Report each line of the material below that contains the string "mode". Case counts.

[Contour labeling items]
________________________________________
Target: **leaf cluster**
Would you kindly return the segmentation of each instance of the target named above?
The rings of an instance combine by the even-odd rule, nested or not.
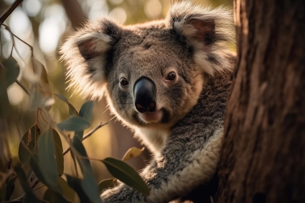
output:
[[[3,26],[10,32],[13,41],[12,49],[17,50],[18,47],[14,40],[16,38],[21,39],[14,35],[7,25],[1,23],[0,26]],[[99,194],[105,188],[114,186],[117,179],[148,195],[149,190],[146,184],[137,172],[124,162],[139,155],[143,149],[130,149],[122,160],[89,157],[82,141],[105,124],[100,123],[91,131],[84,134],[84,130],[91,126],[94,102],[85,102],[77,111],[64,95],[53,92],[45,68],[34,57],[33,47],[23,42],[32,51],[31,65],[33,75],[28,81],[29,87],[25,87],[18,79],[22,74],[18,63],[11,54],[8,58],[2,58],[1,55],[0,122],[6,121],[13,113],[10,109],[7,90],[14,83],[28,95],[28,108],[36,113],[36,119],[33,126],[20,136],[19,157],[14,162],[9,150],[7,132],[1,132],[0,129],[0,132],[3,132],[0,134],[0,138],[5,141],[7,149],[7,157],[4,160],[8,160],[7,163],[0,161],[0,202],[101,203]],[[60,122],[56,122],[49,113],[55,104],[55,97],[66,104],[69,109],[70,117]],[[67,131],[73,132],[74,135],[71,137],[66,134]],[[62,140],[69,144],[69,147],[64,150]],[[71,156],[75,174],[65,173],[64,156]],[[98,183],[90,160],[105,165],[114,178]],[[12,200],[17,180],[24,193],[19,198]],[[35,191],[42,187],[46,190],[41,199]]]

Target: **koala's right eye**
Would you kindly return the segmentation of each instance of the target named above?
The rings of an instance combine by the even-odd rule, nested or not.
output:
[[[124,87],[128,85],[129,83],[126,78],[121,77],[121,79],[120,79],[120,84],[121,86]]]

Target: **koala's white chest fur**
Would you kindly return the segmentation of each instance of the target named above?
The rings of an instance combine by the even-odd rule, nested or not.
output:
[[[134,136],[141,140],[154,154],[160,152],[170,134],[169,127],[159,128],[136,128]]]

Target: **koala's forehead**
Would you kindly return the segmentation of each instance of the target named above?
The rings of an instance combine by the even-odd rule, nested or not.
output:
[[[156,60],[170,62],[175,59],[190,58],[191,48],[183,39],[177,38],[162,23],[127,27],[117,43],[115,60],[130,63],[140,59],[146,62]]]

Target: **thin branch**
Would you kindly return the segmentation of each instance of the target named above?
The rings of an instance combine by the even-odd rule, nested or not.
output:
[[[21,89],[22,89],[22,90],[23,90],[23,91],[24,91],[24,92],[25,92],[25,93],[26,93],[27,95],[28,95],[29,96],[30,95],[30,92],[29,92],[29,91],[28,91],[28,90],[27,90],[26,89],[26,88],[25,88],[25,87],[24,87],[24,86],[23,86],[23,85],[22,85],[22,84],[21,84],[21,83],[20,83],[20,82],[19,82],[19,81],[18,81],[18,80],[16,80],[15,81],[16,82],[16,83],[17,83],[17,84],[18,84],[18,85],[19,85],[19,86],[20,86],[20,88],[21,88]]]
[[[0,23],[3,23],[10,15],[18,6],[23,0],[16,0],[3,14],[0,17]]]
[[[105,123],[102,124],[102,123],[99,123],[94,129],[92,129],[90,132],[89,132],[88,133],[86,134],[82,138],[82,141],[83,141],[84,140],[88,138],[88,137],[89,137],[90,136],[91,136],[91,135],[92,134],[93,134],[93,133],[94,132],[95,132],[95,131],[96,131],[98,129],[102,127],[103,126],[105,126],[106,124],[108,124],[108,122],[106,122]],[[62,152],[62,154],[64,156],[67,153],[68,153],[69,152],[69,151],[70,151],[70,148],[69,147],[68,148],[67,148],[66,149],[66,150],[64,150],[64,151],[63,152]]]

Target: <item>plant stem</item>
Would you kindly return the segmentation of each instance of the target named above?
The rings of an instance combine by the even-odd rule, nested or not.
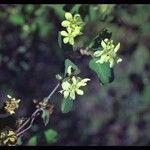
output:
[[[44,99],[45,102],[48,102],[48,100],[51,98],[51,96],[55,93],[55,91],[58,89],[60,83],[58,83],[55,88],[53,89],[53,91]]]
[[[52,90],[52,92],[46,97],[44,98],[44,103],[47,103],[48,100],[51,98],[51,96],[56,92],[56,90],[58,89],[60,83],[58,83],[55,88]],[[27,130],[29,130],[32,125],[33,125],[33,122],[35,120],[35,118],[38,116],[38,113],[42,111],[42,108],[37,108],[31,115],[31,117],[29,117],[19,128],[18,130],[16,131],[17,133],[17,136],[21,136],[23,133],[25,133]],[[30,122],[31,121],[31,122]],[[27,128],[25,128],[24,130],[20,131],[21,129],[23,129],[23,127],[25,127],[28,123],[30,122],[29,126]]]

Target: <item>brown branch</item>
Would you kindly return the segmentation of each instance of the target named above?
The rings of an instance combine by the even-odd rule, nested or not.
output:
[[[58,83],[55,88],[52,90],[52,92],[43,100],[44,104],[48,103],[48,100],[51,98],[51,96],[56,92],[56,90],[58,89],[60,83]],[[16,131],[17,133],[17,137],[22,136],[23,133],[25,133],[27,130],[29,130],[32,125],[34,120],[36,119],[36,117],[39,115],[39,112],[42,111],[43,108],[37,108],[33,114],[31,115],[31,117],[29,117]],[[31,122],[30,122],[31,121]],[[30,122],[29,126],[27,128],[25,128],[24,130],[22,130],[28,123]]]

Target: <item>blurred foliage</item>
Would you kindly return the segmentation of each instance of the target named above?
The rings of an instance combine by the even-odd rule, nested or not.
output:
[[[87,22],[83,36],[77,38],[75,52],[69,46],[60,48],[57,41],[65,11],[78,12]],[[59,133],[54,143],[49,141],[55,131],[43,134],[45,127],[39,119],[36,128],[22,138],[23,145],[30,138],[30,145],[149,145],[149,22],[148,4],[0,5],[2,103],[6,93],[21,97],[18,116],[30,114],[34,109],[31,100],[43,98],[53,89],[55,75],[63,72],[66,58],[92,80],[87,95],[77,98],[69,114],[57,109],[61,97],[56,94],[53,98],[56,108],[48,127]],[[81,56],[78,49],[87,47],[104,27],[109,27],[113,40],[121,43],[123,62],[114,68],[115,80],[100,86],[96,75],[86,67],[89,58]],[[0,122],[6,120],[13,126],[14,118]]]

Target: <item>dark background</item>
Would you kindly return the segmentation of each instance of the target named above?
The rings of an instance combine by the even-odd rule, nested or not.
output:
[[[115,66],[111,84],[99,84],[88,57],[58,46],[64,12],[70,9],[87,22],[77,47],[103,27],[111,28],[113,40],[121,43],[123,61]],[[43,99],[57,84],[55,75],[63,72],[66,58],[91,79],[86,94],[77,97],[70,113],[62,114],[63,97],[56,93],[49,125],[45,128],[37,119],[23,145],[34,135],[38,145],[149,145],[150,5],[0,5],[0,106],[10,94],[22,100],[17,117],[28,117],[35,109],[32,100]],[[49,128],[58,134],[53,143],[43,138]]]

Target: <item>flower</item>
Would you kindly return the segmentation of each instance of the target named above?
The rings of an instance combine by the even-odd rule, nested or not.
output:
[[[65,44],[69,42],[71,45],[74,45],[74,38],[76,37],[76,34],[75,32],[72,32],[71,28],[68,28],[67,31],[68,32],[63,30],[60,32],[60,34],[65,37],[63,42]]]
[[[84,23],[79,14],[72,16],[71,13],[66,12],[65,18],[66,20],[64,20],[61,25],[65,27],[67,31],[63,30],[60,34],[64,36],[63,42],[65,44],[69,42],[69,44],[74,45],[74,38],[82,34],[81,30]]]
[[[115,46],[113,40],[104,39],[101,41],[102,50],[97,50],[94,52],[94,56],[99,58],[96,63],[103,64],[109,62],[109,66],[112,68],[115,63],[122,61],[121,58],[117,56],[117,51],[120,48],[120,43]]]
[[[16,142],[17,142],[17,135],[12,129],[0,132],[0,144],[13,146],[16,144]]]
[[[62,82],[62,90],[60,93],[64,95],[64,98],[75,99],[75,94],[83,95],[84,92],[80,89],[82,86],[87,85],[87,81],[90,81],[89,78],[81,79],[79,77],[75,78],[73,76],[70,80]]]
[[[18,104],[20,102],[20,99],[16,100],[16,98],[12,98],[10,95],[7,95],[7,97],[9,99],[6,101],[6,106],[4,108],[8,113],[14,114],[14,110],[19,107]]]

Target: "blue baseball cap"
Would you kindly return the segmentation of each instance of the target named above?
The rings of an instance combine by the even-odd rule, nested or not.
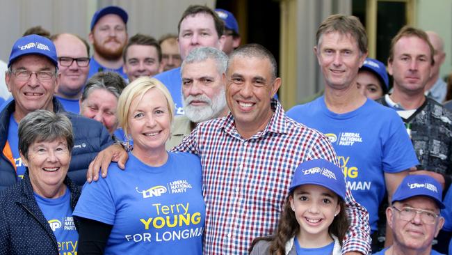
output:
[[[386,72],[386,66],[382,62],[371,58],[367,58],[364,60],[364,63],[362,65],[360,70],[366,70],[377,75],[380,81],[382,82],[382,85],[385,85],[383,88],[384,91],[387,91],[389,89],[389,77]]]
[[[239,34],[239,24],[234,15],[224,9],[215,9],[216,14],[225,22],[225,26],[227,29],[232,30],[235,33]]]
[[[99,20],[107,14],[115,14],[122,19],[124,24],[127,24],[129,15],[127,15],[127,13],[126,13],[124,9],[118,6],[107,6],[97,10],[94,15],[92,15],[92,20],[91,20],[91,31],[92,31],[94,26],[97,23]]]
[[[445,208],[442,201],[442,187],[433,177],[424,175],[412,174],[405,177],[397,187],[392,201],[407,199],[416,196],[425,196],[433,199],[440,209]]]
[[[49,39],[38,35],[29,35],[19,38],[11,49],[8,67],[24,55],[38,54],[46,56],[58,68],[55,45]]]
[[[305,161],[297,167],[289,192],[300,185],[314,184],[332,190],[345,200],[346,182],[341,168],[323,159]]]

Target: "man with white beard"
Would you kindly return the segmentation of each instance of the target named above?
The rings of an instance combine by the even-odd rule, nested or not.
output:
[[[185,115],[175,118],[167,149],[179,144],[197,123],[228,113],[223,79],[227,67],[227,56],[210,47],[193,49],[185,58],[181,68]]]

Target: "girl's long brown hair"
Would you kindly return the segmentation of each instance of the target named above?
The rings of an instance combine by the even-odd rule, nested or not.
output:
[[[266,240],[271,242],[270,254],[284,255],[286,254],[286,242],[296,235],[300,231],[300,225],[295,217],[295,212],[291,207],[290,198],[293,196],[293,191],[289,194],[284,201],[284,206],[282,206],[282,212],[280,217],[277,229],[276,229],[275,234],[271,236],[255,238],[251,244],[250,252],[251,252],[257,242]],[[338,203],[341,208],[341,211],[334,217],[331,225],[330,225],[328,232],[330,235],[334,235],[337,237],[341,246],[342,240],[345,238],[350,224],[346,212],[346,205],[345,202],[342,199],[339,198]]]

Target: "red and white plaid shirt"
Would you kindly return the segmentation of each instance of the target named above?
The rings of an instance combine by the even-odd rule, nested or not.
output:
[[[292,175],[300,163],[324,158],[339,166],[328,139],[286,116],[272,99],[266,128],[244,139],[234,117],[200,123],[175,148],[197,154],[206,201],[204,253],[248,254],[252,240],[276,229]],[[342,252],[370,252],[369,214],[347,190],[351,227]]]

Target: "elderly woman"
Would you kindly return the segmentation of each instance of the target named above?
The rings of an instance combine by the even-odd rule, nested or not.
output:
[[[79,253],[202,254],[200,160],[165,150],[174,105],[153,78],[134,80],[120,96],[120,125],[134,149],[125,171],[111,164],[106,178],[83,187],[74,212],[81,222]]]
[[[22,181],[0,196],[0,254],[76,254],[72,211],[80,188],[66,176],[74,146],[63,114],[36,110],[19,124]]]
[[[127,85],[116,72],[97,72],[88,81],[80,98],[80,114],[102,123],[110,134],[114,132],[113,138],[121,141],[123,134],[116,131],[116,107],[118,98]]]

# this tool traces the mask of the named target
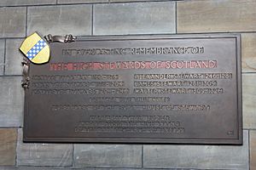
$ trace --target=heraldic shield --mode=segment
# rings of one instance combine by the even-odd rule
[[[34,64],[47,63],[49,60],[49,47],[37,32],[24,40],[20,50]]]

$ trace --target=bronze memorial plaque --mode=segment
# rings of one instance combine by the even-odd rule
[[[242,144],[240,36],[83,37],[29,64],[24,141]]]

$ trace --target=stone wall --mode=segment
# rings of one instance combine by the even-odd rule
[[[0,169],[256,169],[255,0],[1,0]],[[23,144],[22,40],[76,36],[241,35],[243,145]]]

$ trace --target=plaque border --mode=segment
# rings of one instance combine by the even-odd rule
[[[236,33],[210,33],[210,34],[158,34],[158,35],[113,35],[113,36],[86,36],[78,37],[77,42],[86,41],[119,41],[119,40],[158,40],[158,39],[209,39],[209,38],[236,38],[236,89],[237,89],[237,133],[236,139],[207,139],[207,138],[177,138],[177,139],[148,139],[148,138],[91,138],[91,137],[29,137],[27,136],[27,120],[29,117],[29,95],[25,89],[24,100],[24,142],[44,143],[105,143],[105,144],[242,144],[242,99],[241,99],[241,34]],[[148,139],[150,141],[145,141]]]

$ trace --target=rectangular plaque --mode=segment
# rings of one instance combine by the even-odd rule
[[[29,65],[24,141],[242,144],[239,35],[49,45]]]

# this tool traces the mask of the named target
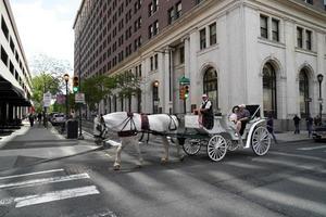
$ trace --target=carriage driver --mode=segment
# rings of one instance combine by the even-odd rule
________________________________________
_The answer_
$ trace --target=heraldic shield --mode=segment
$ trace --target=bronze memorial plaque --mode=segment
$ trace --target=stone wall --mode=segment
$ trace --target=plaque border --mode=segment
$ trace --target=rectangular plaque --mode=segment
$ trace --target=carriage driver --mode=segment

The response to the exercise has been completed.